Selected passage Block Start
Whoa! Turns out we’ve got our own Republican expert on female reproduction right here in California. Not to be left out of the GOP’s War of Women, in steps Celeste Greig, the current President of the California Republican Assembly. Ms. Greig’s offered a followup to failed U.S. Senate Candidate Todd Akin’s medical treatise on rape in today’s Huffington Puffington Post below, and also here in the Daily Democrat.
WHEN are these folks going to learn how to keep their mouths shut? Former California Republican Party Chairman today published a short set of eight guidelines for candidates off a Facebook post he’d made over the weekend — here’s Number Nine — unless you’ve got a Harvard Med School degree and practice at Boston General, you probably don’t know crap about human anatomy. The Huff Po, never a fan of the feckless GOP, still managed to repeat some more-than-cogent advice at the end of this piece: “In January, GOP pollster Kellyanne Connway told House Republicans at their retreat that they should treat rape like a “four-letter word” and stop talking about it.”
Greig is running for re-election (two-year term) as the CRA’s President at their late April Convention. She is being challenged by the President of the CRA’s Fountain Valley unit, CPA John W. Briscoe.
Selected passage Block End
Material shown Block Start
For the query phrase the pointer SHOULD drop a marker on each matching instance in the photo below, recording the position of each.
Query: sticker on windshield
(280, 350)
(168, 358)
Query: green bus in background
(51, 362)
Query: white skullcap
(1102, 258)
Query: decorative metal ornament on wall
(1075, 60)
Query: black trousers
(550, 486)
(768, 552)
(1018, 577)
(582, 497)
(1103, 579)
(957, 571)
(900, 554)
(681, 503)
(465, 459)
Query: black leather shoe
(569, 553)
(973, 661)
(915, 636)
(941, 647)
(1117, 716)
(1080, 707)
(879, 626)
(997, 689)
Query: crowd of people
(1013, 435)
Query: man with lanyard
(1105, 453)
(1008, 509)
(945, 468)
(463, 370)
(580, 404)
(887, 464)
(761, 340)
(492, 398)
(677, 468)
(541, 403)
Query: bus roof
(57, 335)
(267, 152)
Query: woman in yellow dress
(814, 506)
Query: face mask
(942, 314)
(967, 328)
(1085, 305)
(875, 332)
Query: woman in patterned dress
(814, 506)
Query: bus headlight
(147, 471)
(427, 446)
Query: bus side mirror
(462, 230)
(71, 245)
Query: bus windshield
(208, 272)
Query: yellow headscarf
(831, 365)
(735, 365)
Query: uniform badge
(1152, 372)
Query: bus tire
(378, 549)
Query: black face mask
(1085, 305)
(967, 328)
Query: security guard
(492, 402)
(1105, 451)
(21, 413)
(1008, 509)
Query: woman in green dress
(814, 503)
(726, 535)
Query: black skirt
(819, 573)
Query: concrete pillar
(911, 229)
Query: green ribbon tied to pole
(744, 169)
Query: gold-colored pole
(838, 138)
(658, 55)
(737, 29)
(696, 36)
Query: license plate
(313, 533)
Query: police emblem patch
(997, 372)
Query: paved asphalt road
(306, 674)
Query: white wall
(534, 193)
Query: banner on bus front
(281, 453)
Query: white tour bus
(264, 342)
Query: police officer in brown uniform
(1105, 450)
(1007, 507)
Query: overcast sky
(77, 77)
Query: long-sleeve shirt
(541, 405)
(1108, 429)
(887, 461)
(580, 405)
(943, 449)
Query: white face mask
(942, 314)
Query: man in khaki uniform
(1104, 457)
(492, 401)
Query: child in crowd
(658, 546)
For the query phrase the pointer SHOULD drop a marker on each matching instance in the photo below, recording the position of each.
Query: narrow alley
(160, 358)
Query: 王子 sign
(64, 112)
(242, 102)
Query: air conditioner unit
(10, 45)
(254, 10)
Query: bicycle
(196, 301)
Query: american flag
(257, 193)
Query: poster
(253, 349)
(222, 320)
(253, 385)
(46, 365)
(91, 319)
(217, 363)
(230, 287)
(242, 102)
Material shown Block End
Your assignment
Continue the blog post about Celeste Greig and the California Republican Assembly, starting after its final sentence.

Task output
UPDATE: Courage Campaign petition draws 22,000 seeking CAGOP activist’s resignation over rape comments. This Carla Marinucci post needs careful consideration as she’s one of the worst, most biased political writers in California.
The Huffington Post | By Amanda Terkel Posted: 03/02/2013 12:19 pm EST | Updated: 03/02/2013 4:18 pm EST
The president of California’s oldest and largest GOP volunteer group took a wrong turn while trying to criticize GOP candidates’ missteps on women’s reproductive rights when she argued that pregnancies resulting from rape are rare “because the body is traumatized.”
Celeste Greig leads the California Republican Assembly, which former President Ronald Reagan once called “the conscience of the Republican Party.” It works to elect conservative Republicans to public office.
Greig spoke to reporter Steven Harmon with the Bay Area News Group in Woodland, Calif., while in Sacramento for the GOP’s spring convention on Friday. She criticized former U.S. Rep. Todd Akin’s (R-Mo.) comment that it is “rare” for a woman to get pregnant after a “legitimate rape” because “the female body has ways to try to shut that whole thing down.”
“That was an insensitive remark,” Greig said. “I’m sure he regretted it. He should have come back and apologized.”
She then went on, however, to agree with Akin’s premise that such pregnancies are uncommon.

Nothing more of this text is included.